- Exercise aim: Locate the line that contains "Where in this photo can the bush", then copy it and all later lines of the data below exactly, through the last one.

Pointing records
►

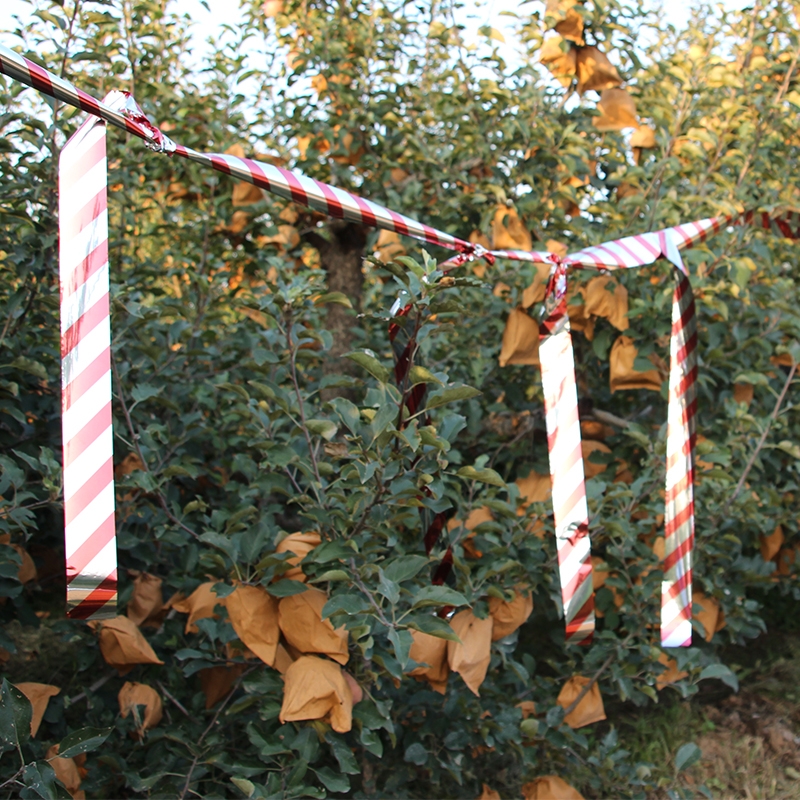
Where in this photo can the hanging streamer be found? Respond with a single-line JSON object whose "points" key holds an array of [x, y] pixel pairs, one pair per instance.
{"points": [[558, 372], [87, 433]]}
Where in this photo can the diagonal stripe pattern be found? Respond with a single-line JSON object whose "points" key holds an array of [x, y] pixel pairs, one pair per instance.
{"points": [[570, 512], [86, 423], [89, 531]]}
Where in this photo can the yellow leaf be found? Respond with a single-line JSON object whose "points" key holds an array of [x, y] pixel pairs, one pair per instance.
{"points": [[198, 605], [146, 601], [595, 71], [39, 695], [520, 340], [507, 617], [140, 694], [300, 618], [617, 111], [315, 688], [589, 710], [253, 613], [123, 645], [550, 787], [471, 656], [432, 651]]}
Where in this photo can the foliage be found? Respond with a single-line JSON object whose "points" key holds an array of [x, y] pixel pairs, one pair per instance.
{"points": [[224, 443]]}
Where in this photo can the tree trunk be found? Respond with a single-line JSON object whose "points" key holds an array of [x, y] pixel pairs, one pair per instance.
{"points": [[341, 256]]}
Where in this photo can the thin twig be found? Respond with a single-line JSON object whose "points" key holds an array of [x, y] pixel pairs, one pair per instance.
{"points": [[763, 438], [162, 501], [170, 697], [70, 701]]}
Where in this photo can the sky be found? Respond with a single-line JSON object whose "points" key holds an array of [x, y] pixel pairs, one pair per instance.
{"points": [[475, 14]]}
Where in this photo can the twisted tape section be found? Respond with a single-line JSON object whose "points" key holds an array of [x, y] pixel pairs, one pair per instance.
{"points": [[87, 434], [570, 511]]}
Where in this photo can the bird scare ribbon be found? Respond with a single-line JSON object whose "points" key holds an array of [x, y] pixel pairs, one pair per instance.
{"points": [[557, 363], [87, 432]]}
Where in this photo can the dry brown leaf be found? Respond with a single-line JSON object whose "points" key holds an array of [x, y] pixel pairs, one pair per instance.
{"points": [[216, 682], [592, 429], [771, 545], [536, 488], [300, 618], [474, 518], [508, 232], [743, 393], [315, 688], [470, 657], [389, 246], [562, 64], [301, 544], [787, 559], [430, 650], [271, 8], [590, 468], [600, 572], [140, 694], [579, 320], [589, 710], [623, 375], [671, 674], [319, 83], [123, 645], [527, 707], [146, 601], [617, 111], [254, 616], [66, 771], [536, 291], [131, 463], [507, 617], [198, 605], [520, 340], [643, 137], [488, 793], [609, 303], [595, 71], [710, 616], [39, 695], [27, 569], [550, 787]]}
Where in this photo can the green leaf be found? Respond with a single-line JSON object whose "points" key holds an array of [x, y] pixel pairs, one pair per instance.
{"points": [[416, 754], [721, 672], [403, 568], [687, 755], [485, 475], [82, 741], [451, 395], [247, 788], [434, 626], [367, 360], [15, 716], [285, 588], [332, 781], [339, 298], [322, 427], [143, 392], [439, 596], [345, 604], [421, 375]]}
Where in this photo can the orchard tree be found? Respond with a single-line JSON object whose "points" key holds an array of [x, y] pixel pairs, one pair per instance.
{"points": [[338, 573]]}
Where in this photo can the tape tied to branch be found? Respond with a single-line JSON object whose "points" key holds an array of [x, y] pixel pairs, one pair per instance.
{"points": [[86, 385]]}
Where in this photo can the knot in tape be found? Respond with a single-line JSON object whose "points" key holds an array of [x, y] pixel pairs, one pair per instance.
{"points": [[155, 140]]}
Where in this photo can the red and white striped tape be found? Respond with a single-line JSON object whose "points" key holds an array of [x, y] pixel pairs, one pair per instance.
{"points": [[88, 565], [570, 512], [87, 433]]}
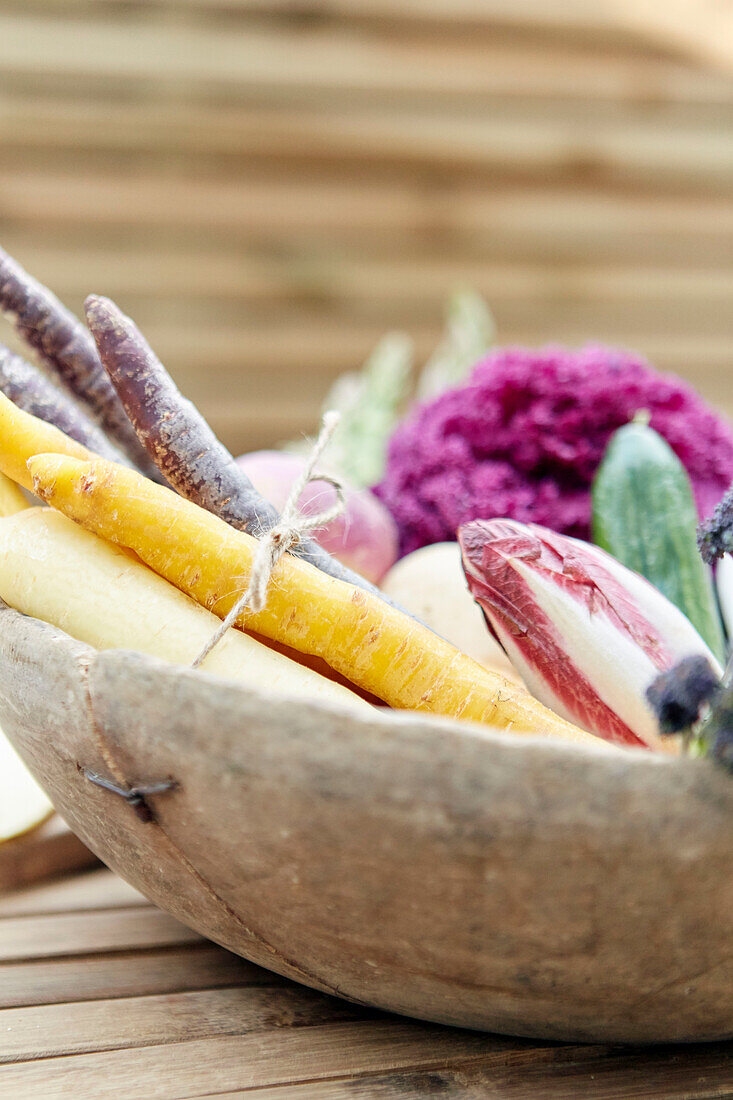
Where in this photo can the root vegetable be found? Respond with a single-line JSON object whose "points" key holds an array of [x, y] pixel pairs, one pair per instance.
{"points": [[364, 538], [431, 585], [374, 646], [65, 347], [31, 391], [55, 571], [23, 804], [22, 435], [11, 498], [178, 439]]}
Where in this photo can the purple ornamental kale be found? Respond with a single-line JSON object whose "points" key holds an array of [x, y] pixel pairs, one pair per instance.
{"points": [[523, 438]]}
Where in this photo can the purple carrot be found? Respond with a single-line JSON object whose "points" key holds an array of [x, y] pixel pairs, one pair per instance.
{"points": [[31, 391], [67, 350], [178, 439]]}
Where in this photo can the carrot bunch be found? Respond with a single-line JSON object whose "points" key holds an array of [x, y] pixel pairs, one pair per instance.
{"points": [[200, 535]]}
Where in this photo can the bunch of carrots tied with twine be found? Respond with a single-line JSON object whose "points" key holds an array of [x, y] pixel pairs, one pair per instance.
{"points": [[152, 538]]}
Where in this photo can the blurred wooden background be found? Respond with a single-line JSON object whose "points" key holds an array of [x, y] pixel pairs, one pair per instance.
{"points": [[270, 185]]}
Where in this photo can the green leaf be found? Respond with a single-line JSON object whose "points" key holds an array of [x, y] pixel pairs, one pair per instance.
{"points": [[470, 331]]}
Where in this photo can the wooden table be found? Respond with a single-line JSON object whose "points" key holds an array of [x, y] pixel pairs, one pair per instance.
{"points": [[101, 994]]}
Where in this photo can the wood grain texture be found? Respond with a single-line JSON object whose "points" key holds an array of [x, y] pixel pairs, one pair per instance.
{"points": [[267, 186], [275, 1040], [408, 864]]}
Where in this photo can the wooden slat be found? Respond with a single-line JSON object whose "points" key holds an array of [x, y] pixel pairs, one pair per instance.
{"points": [[57, 934], [357, 283], [150, 1021], [79, 205], [692, 1074], [262, 59], [627, 151], [129, 974], [96, 889], [571, 19], [187, 1069]]}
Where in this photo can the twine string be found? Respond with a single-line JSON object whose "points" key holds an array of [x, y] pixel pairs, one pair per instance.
{"points": [[291, 528]]}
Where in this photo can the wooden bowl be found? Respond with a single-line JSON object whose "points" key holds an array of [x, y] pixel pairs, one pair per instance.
{"points": [[418, 865]]}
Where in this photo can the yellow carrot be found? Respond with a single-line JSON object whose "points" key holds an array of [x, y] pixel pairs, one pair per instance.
{"points": [[11, 498], [54, 570], [23, 435], [371, 644]]}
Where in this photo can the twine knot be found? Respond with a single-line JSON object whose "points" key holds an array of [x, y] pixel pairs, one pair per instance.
{"points": [[290, 529]]}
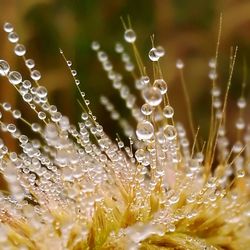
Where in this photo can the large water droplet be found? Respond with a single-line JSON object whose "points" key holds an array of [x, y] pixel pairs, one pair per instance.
{"points": [[146, 109], [30, 63], [129, 36], [8, 27], [20, 50], [152, 96], [35, 75], [15, 77], [4, 68], [161, 85], [153, 55], [13, 37], [144, 130], [170, 132], [160, 51], [168, 111], [41, 91]]}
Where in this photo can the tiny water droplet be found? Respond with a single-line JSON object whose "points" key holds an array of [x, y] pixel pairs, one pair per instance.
{"points": [[179, 64], [4, 68], [153, 55], [20, 50], [144, 130], [129, 36], [152, 96], [15, 77], [161, 85], [168, 111], [8, 27], [35, 75], [13, 37]]}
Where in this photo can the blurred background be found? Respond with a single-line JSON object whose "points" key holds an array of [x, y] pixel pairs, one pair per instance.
{"points": [[186, 29]]}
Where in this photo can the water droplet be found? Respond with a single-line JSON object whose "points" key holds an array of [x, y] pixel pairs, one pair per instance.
{"points": [[153, 55], [140, 154], [168, 111], [41, 91], [129, 36], [212, 63], [20, 50], [4, 68], [35, 75], [216, 91], [152, 96], [13, 37], [26, 84], [161, 85], [160, 51], [212, 74], [15, 77], [41, 115], [11, 128], [179, 64], [146, 109], [144, 130], [30, 63], [16, 114], [170, 132], [27, 97], [8, 27]]}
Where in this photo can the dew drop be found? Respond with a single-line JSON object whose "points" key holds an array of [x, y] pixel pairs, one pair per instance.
{"points": [[179, 64], [160, 51], [20, 50], [16, 114], [41, 115], [168, 111], [11, 128], [240, 173], [144, 130], [161, 85], [30, 63], [8, 27], [152, 96], [27, 97], [35, 75], [14, 77], [146, 109], [153, 55], [13, 37], [4, 68], [140, 154], [129, 36], [170, 132]]}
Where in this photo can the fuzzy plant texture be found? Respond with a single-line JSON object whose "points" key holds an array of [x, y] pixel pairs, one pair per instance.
{"points": [[75, 188]]}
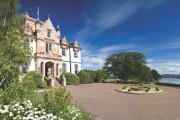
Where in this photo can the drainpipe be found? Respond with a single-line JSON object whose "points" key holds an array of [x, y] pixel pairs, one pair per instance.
{"points": [[70, 58]]}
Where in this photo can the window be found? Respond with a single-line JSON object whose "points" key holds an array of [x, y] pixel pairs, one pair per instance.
{"points": [[48, 33], [64, 68], [76, 68], [63, 51], [57, 66], [24, 68], [48, 47], [75, 54]]}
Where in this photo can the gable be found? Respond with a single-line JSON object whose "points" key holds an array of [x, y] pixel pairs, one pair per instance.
{"points": [[47, 25]]}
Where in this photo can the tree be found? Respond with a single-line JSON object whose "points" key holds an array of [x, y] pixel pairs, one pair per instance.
{"points": [[124, 65], [84, 77], [156, 76], [14, 44], [100, 75], [143, 74]]}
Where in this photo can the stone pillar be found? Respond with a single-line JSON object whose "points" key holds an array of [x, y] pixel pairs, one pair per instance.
{"points": [[54, 67], [44, 70], [52, 82]]}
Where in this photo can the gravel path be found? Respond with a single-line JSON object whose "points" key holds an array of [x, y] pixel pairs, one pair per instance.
{"points": [[103, 101]]}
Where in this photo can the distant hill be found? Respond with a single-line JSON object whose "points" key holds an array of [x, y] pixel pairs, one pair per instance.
{"points": [[170, 75]]}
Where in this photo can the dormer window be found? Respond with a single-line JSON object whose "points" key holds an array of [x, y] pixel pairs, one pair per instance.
{"points": [[48, 47], [63, 51], [75, 54], [48, 33]]}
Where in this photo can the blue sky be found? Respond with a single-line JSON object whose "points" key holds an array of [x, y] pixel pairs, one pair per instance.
{"points": [[104, 27]]}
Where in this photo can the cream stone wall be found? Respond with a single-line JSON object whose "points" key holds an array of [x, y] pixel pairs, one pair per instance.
{"points": [[39, 29]]}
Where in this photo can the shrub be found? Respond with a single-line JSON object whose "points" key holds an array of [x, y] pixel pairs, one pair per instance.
{"points": [[17, 91], [84, 77], [72, 79], [100, 76], [24, 110], [36, 77]]}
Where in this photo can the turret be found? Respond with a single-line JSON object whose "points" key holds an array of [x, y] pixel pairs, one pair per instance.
{"points": [[75, 44], [58, 32], [37, 27]]}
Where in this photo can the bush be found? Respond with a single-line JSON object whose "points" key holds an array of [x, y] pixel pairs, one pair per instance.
{"points": [[24, 110], [17, 91], [84, 77], [100, 76], [36, 77], [59, 102], [71, 79]]}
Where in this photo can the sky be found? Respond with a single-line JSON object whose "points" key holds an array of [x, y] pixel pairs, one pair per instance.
{"points": [[104, 27]]}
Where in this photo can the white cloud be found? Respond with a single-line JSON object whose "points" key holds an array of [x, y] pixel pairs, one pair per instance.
{"points": [[95, 58], [112, 13], [166, 66]]}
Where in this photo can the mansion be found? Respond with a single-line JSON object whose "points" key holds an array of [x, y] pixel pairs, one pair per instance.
{"points": [[51, 52]]}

◄

- Response below:
Where in this photo can the bush be found? Respond with a single-line JSON object whose "points" key holds an array of [x, y] pixel pairs, one pair per instance.
{"points": [[24, 110], [17, 91], [84, 77], [100, 76], [36, 77], [59, 102], [71, 79]]}
Where in this photo can the sky be found? Respond with a single-line JSON object whose "points" key holds an array of [x, y] pixel pairs, one pair per instance.
{"points": [[104, 27]]}
Where in this photo can the white cloud be found? Respond with a single-line JSON object whose "points" key holds an array of [x, y] pixel pairs, one pair per instance.
{"points": [[95, 58], [112, 13], [166, 66]]}
Where in this photo can the mansion be found? Respond with a single-line JSON object whose "points" key holds an array of [x, y] pixel pairs, one pair per instance.
{"points": [[51, 52]]}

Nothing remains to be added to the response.